TEXTE FOURNI:

Drapeau grec

La présidence grecque semble avoir jeté l’éponge : « Les efforts pour former un gouvernement se sont conclus sans succès », dit ce mardi après-midi un communiqué en émanant. Il y aura probablement d’ici peu de nouvelles élections législatives. Pour s’en sortir peuvent-ils compter sur la bienveillance des dieux, fussent-ils ceux de l’Euro ? 

Cette incapacité de la classe politique grecque, et du peuple lui-même, à faire front efficacement à une situation dramatique, est riche d’enseignements. Avec toutes les réserves qui s’imposent s’agissant d’un pays que je connais peu, il me semble que nous avons là une illustration d’un principe universel : les hommes prennent plus facilement des décisions courageuses et difficiles s’ils sont confrontés à des faits impersonnels qu’à la volonté d’autres hommes.

CONSIGNES:
[1] Dites si les affirmations (a), (b) et (c) s’accordent avec le texte sur la crise politique grecque, en répondant chaque fois par oui ou non et en citant mot pour mot le passage qui tranche. (a) Le communiqué de la présidence grecque a été publié un mardi après-midi. (b) L’auteur affirme bien connaître la Grèce. (c) La tenue de nouvelles élections législatives est présentée comme certaine.
[2] Veuillez poursuivre le texte sur la crise politique grecque à partir de sa dernière phrase.

INFORMATIONS ENREGISTRÉES:

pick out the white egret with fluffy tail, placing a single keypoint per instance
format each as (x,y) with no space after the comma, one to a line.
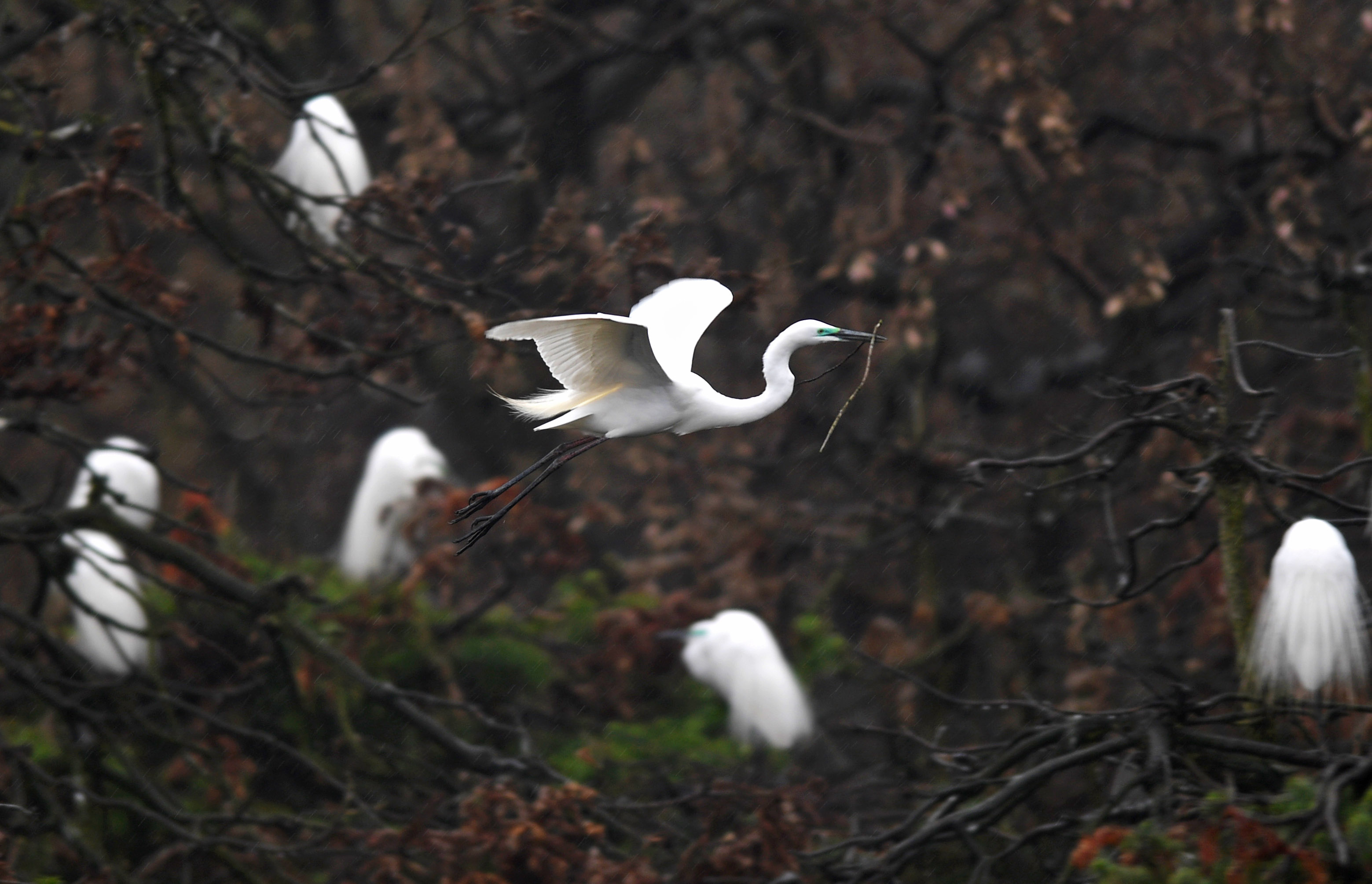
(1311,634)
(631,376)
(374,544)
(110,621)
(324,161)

==

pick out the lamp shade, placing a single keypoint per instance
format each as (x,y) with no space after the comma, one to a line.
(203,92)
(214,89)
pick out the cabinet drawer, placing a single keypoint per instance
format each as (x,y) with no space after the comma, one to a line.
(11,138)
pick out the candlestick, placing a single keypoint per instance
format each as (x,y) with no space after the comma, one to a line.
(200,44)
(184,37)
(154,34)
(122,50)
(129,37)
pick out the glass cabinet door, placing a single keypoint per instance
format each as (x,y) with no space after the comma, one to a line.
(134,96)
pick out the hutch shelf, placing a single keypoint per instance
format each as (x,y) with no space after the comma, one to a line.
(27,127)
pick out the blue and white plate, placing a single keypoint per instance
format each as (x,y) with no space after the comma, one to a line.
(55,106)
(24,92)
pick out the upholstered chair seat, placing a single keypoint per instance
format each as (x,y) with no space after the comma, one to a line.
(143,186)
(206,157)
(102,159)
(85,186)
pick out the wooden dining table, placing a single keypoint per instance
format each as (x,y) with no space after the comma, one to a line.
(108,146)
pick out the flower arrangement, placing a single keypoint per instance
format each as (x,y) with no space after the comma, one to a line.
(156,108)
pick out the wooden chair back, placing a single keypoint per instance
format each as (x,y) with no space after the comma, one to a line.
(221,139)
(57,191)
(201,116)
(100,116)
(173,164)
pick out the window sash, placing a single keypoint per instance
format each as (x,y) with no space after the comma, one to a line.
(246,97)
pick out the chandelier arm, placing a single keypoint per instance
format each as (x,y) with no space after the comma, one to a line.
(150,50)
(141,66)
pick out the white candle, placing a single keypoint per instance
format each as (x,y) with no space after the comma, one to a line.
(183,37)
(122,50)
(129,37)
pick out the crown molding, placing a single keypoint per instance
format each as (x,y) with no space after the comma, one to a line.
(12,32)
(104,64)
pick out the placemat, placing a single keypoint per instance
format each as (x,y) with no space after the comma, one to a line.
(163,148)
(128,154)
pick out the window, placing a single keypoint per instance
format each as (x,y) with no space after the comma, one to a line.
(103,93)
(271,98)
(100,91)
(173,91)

--

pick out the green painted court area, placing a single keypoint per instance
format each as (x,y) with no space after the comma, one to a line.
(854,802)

RÉPONSES SUCCESSIVES:
[1]
(a) Oui : « dit ce mardi après-midi un communiqué en émanant »
(b) Non : « s’agissant d’un pays que je connais peu »
(c) Non : « Il y aura probablement d’ici peu de nouvelles élections législatives »

[2]
Un précédent historique

Considérons la façon dont les Français se sont adaptés aux conditions très difficiles qui furent les leurs durant l’Occupation : leur niveau de vie a formidablement baissé, mais le système D leur a permis de survivre. Face à une adversité dont la responsabilité n’était pas attribuable au gouvernement peu puissant du Maréchal Pétain, la plupart d’entre eux n’ont compté que sur eux-mêmes et sur leurs proches, et leurs efforts ont permis à la population de traverser cette période sombre sans subir trop de dégâts.

Mieux : cet état d’esprit fait de courage et d’esprit d’initiative a perduré lorsqu’est survenue la Libération. La France était exsangue, ses moyens de production avaient été en grande partie détruits ou emportés outre Rhin, mais l’ardeur au travail fut telle que le pays connut, sinon « trente glorieuses », comme le disait Fourastié, du moins une bonne vingtaine d’années de forte croissance économique, avant que les jeux politiciens – qui n’avaient pas cessé, c’est le moins qu’on puisse dire, sous la quatrième République – ne finissent par changer la donne.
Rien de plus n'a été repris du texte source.